--- Start Dataset content ---

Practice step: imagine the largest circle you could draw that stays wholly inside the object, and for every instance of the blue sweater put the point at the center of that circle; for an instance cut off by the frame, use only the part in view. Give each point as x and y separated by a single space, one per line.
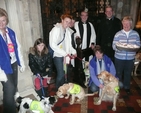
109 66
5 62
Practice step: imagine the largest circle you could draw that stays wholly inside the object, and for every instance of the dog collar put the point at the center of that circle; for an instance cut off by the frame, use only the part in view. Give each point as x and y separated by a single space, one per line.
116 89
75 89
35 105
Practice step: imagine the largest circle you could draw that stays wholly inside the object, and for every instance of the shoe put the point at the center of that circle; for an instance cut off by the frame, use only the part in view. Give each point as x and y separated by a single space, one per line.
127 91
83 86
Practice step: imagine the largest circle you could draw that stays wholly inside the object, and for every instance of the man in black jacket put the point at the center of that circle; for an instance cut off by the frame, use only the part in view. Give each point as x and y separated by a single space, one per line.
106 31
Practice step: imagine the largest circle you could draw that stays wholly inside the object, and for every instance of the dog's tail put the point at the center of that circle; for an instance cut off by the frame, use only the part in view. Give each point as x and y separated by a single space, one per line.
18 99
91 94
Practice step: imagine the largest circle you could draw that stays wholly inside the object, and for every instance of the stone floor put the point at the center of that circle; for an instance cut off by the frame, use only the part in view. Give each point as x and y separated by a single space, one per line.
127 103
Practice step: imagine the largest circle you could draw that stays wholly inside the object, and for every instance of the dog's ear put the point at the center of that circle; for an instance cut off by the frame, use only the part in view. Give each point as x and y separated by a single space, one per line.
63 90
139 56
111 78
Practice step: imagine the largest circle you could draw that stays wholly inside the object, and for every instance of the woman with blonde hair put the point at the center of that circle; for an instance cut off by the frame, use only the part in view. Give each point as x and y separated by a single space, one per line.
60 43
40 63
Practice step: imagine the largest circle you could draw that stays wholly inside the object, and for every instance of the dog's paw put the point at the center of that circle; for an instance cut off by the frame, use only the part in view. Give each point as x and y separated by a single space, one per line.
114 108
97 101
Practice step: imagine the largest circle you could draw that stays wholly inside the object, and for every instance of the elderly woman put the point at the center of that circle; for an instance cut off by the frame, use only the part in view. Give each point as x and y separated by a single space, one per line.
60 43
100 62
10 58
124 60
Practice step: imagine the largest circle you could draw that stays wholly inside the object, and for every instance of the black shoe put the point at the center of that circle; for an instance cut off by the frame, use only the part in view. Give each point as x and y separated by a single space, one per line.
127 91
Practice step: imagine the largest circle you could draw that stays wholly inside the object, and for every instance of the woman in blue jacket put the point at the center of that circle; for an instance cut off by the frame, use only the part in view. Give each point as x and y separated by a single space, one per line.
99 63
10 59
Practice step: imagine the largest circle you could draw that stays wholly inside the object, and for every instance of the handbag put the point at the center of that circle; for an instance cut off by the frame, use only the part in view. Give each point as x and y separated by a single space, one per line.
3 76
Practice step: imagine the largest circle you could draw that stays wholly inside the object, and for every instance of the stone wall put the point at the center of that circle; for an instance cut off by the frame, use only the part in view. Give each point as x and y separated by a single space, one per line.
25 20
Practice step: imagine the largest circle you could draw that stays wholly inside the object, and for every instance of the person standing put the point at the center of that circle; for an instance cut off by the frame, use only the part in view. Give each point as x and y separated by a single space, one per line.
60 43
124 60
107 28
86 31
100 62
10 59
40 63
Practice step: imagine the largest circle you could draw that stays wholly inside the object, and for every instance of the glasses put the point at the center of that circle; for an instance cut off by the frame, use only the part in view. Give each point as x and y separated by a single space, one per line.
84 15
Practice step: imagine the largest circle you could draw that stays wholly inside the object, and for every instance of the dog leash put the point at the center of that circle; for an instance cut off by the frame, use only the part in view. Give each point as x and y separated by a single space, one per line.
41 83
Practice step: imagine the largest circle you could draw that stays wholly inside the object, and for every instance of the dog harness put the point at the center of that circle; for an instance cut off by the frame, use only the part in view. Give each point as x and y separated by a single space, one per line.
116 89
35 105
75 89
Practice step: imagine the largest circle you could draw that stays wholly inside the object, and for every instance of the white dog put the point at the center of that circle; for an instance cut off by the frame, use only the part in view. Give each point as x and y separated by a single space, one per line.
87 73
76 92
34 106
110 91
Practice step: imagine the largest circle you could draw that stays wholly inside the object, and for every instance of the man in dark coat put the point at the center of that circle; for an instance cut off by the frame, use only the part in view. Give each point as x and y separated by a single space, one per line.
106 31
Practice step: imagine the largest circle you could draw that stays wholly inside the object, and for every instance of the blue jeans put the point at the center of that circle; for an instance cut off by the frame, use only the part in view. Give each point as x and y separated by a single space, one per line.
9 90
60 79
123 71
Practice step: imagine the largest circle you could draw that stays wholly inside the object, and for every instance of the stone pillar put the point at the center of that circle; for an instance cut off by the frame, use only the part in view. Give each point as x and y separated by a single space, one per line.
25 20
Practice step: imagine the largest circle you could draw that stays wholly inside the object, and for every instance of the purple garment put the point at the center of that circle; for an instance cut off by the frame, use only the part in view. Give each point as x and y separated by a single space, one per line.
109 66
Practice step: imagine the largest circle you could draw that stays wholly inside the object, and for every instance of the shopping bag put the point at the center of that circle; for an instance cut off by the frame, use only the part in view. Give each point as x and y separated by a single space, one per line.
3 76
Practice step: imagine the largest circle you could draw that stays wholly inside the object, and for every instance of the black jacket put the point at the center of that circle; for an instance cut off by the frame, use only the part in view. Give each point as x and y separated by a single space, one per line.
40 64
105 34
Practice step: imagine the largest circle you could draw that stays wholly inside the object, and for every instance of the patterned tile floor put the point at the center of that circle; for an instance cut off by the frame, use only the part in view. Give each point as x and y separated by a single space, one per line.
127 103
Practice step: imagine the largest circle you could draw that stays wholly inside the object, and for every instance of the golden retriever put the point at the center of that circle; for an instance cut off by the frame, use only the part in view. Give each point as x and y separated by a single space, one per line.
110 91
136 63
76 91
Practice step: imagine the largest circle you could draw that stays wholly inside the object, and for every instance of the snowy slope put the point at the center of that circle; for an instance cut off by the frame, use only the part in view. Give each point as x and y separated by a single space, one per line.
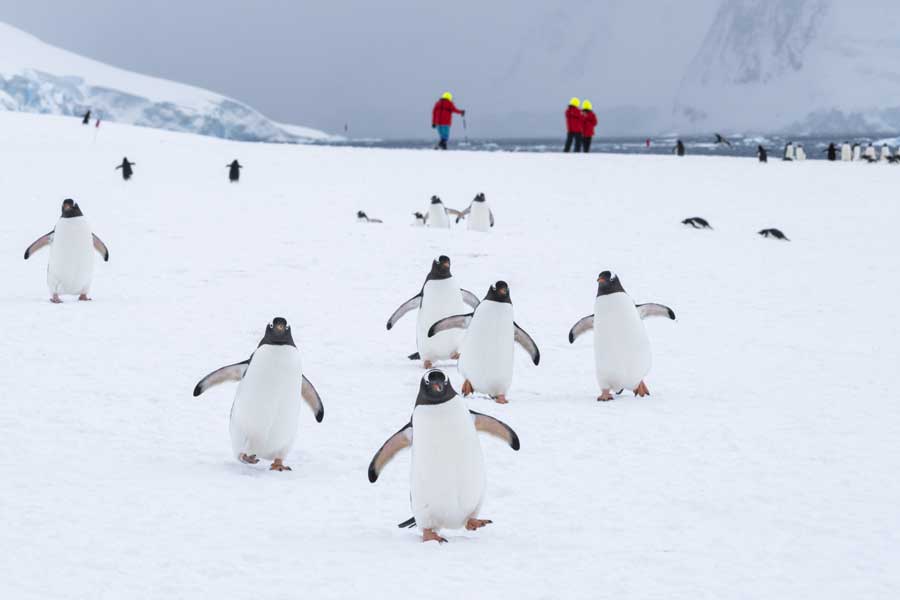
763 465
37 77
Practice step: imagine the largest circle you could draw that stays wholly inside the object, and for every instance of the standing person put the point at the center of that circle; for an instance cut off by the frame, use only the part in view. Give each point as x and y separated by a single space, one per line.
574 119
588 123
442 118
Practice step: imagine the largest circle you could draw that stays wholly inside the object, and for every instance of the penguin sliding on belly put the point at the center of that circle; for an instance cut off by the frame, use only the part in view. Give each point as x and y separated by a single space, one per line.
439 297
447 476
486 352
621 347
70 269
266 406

--- End Dataset content ---

Extract exactly the lines from the one containing "of the snowy" through the last line of the records above, both included, and leave out the pictures.

Practice step: imagine the largest circle you could draw that stays wholly inside the object, and for every instance of the snowy slope put the point at the center of that circle; for an instance cut off by the frame, use only the part in view. Give each point as x and y separated by a single space, one per line.
763 465
37 77
Practice step: imagine the largest circle you could draw that stays wholly inside the object, and for every instance of the standing person put the point at the center of that circle; for an instance cut off by the frame, use only the part in view. Give each point as x and y separated by a single space, one per line.
574 119
588 123
442 118
Practice step: imagine the largest circle you could draw that stays wholly inside the object, and for every instance of the penguin sliding on belly put the point at the center of that circle; for an instance cut off by the frame, use only the part in view. Give each point as x and y separated by a single space, one per line.
439 297
447 476
486 352
621 347
70 269
266 406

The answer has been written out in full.